Once you reach the line that contains "Target: blue jacket", retype it and each later line exactly as written, stopping only at the end of the listing.

======

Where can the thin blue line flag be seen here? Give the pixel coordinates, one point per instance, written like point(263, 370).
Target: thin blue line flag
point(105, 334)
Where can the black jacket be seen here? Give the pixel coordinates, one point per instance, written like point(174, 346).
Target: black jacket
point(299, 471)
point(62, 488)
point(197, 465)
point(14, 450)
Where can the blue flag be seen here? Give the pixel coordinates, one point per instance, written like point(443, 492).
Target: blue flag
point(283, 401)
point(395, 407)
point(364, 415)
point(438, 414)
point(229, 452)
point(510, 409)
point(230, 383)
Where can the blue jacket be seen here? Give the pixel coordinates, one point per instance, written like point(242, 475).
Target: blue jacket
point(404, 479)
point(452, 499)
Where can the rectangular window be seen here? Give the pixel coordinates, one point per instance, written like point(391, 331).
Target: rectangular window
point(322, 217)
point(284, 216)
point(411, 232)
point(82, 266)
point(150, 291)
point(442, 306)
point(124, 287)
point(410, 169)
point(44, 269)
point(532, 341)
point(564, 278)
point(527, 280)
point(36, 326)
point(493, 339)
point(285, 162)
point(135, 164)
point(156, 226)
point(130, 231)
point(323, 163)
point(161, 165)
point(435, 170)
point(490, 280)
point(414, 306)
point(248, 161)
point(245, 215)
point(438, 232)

======

# Task answer
Target: blue jacket
point(404, 479)
point(452, 499)
Where can the rectangular window be seen here? Give the pixel coordinates, one point per instance, written like point(391, 331).
Target: rectangular window
point(322, 217)
point(284, 216)
point(411, 232)
point(82, 266)
point(150, 291)
point(442, 306)
point(124, 287)
point(410, 169)
point(44, 269)
point(532, 341)
point(564, 278)
point(527, 280)
point(36, 326)
point(493, 339)
point(285, 162)
point(135, 164)
point(156, 226)
point(130, 231)
point(323, 163)
point(161, 165)
point(435, 170)
point(490, 280)
point(414, 306)
point(248, 161)
point(245, 215)
point(438, 232)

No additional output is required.